- Reading passage -
- - -

(Photo by John Cook) From left, Wyatt Sivak, Lea Mallette, Emily Sivak and Robert Sivak carry kayaks toward the Cass River on Thursday. Robert and Emily Sivak own a business renting kayaks, canoes and tubes. They plan to relocate the business to a vacant house at 200 N. Cass Ave. in Vassar after city officials endorsed a plan to sell them the property.

Robert and Emily Sivak plan to move their business to Vassar, where they’ll restore a vacant home and help clean up the Cass River.

If that sounds like a win/win/win, Vassar City Council members thought so, too.

“We are excited to bring business into town, and to see the community grow, and I do think that we would benefit with a livery in town,” said Megan Hathaway, one of three council members who voted Monday to direct City Manager Andrew Niedzinski to sell a vacant house at 200 N. Cass Ave. to the Sivaks.

The couple plans to relocate their business, Sivak’s Cass River Boat & Tube Rental, from 3613 Higgins Road in Juniata Township to the property along the Cass River in Vassar.

- - -

Saved entries
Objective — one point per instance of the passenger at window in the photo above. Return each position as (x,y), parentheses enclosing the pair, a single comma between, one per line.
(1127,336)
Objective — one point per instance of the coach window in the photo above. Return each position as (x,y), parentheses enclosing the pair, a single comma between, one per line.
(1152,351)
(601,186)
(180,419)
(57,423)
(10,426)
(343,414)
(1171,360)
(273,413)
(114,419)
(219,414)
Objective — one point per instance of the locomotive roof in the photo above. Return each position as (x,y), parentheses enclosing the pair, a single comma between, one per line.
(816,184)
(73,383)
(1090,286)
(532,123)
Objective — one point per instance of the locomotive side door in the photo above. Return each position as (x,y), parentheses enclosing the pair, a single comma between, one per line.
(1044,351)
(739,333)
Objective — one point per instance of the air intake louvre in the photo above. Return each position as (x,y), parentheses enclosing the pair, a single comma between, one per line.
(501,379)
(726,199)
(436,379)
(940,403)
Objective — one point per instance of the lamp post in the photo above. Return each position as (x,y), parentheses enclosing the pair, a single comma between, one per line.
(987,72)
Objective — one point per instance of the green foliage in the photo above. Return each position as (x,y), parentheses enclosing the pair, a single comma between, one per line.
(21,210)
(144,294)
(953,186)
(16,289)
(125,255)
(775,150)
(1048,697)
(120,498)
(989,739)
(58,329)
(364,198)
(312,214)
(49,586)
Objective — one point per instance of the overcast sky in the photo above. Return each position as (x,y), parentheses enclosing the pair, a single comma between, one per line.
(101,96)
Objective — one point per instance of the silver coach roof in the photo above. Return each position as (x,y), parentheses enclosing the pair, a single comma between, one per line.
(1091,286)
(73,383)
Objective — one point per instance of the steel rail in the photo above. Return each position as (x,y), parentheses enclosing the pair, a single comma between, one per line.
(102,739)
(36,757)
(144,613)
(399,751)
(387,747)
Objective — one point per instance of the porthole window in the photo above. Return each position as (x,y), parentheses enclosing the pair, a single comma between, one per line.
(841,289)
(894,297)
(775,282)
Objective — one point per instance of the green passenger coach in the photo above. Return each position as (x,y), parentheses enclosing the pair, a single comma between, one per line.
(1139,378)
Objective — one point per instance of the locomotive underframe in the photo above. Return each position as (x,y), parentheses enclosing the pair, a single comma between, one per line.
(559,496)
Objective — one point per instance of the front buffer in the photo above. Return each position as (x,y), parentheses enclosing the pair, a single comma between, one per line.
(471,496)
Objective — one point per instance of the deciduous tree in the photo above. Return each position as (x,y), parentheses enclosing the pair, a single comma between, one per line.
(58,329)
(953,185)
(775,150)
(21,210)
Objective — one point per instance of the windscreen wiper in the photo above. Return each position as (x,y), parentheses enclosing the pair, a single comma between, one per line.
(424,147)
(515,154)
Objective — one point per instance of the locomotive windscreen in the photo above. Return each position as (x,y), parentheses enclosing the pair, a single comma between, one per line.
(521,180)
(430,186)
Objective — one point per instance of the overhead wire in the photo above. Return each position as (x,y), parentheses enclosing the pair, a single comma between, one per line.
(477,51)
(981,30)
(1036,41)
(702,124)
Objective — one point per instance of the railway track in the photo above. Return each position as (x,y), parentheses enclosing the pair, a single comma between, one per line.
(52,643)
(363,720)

- - -

- Assigned task A -
In the article about the Sivaks' business, which official did the council direct to sell the vacant house?
- Assigned task B -
From the article about the Sivaks' business, return the text starting with "If that sounds" and going on through "River in Vassar.".
- Assigned task C -
List every person named in the article about the Sivaks' business.

- Exercise solution A -
City Manager Andrew Niedzinski

- Exercise solution B -
If that sounds like a win/win/win, Vassar City Council members thought so, too.

“We are excited to bring business into town, and to see the community grow, and I do think that we would benefit with a livery in town,” said Megan Hathaway, one of three council members who voted Monday to direct City Manager Andrew Niedzinski to sell a vacant house at 200 N. Cass Ave. to the Sivaks.

The couple plans to relocate their business, Sivak’s Cass River Boat & Tube Rental, from 3613 Higgins Road in Juniata Township to the property along the Cass River in Vassar.

- Exercise solution C -
John Cook
Wyatt Sivak
Lea Mallette
Emily Sivak
Robert Sivak
Megan Hathaway
Andrew Niedzinski